=== Task to complete ===
Count how many lines of the data below contain the word "beaded" and state only that number.
· · · ·
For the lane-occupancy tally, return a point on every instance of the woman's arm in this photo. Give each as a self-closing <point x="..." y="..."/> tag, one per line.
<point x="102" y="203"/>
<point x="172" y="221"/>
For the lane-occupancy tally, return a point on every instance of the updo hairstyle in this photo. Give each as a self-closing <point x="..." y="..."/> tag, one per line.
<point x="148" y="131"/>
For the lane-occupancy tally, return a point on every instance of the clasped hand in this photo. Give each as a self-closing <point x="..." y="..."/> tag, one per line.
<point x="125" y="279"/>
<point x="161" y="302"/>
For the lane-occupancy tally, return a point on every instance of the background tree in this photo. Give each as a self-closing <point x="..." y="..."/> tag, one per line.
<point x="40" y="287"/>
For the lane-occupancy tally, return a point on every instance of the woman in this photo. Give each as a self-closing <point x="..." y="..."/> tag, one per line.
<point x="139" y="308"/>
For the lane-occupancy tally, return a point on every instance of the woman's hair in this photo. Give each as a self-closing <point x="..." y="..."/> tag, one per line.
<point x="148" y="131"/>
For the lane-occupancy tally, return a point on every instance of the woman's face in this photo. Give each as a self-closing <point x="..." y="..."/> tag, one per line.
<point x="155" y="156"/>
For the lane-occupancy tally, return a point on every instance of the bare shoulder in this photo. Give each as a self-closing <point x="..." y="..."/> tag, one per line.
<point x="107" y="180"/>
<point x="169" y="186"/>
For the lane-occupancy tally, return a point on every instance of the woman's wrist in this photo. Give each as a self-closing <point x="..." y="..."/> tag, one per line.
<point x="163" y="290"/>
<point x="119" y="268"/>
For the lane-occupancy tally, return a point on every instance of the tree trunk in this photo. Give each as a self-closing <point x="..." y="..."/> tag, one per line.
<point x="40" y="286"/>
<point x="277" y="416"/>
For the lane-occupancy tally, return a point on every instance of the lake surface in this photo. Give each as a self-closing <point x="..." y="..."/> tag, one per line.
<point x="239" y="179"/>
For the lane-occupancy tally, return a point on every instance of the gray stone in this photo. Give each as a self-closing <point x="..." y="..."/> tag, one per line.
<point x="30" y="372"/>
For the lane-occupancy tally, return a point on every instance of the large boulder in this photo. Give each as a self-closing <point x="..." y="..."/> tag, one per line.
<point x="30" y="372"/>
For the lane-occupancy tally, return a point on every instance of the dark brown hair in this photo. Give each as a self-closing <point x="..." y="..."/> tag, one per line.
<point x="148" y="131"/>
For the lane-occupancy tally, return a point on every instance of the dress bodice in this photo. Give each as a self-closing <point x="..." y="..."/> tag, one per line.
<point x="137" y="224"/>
· · · ·
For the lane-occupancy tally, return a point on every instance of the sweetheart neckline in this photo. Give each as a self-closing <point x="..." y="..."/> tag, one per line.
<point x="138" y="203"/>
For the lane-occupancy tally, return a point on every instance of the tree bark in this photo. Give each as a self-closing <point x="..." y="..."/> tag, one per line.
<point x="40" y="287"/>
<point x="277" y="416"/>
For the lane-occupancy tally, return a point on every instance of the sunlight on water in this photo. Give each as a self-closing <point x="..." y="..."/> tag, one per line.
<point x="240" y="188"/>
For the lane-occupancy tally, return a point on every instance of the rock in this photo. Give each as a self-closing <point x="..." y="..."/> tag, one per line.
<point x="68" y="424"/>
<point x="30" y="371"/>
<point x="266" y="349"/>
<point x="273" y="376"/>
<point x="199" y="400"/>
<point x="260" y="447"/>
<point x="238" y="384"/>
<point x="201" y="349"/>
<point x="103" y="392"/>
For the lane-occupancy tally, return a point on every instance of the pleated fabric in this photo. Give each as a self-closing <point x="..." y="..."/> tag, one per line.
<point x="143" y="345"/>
· · · ·
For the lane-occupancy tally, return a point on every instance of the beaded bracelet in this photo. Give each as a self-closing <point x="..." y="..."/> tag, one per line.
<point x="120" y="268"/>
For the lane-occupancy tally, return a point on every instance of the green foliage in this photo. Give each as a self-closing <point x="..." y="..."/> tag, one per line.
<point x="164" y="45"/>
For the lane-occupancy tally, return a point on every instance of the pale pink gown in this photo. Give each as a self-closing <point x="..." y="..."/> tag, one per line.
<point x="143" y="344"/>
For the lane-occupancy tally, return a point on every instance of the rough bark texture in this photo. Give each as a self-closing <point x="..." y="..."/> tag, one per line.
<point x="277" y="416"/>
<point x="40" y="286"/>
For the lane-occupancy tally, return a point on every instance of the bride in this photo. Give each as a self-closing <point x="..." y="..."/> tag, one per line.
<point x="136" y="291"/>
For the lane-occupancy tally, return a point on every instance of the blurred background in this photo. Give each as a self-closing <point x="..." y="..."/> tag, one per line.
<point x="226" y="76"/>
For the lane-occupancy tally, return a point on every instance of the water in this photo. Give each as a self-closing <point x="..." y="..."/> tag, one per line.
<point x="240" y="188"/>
· · · ·
=== Expected answer ===
1